[Start of section]

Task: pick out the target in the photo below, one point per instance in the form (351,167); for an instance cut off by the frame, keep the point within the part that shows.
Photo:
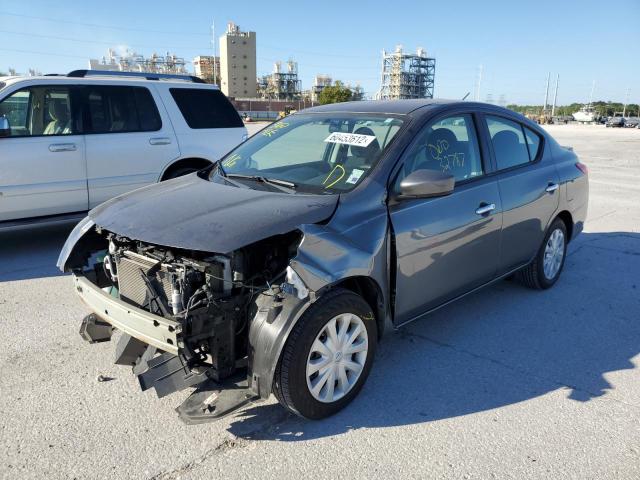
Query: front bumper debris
(149,328)
(150,345)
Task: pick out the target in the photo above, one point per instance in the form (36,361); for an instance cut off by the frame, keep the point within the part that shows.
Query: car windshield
(312,153)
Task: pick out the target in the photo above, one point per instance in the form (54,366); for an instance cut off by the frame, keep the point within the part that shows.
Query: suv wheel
(328,355)
(545,269)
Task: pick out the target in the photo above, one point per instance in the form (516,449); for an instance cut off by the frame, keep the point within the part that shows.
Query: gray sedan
(278,269)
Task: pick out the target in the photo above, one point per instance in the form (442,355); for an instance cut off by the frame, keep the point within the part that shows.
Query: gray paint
(427,251)
(193,213)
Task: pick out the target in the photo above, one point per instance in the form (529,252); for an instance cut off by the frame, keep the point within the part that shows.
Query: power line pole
(555,96)
(478,84)
(213,41)
(626,100)
(546,95)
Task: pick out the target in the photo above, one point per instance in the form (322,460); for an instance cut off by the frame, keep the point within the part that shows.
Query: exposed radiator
(132,286)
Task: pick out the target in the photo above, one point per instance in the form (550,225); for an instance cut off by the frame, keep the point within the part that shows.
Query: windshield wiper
(282,185)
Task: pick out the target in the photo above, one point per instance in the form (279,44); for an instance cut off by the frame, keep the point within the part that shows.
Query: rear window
(206,108)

[End of section]

| Aim of the exercise |
Set down the line that contains "the form (442,355);" exactly. Do the same for each later line of the data, through the end, and add nothing.

| Response below |
Task: pick out the target in the photo above, one point per instance in the form (442,355); for an instance cut off by the frame, keep the point within the part that shows.
Query: gray paint
(427,251)
(193,213)
Task: pick out the target in the photo above, one point per instance in the form (529,252); for an instance cut off by the frame, keep the point within the part that shows.
Query: power line pole
(555,96)
(478,84)
(213,41)
(626,100)
(546,95)
Task: pick out the target in the photo above, one point per instance in the form (322,460); for an instance cut off by the frame, keep the point within the part that shows.
Query: exposed radiator
(132,286)
Task: pick out the target in the photo above, one point per instance in the form (550,225); for an instance cut off by the frame, keep the point within the part that shows.
Query: windshield wiper
(282,185)
Task: pick out the target in the photo above, one point per instance in the form (279,44); for an instance cut off by the frame, keep the point within the part that shows.
Query: rear window
(206,108)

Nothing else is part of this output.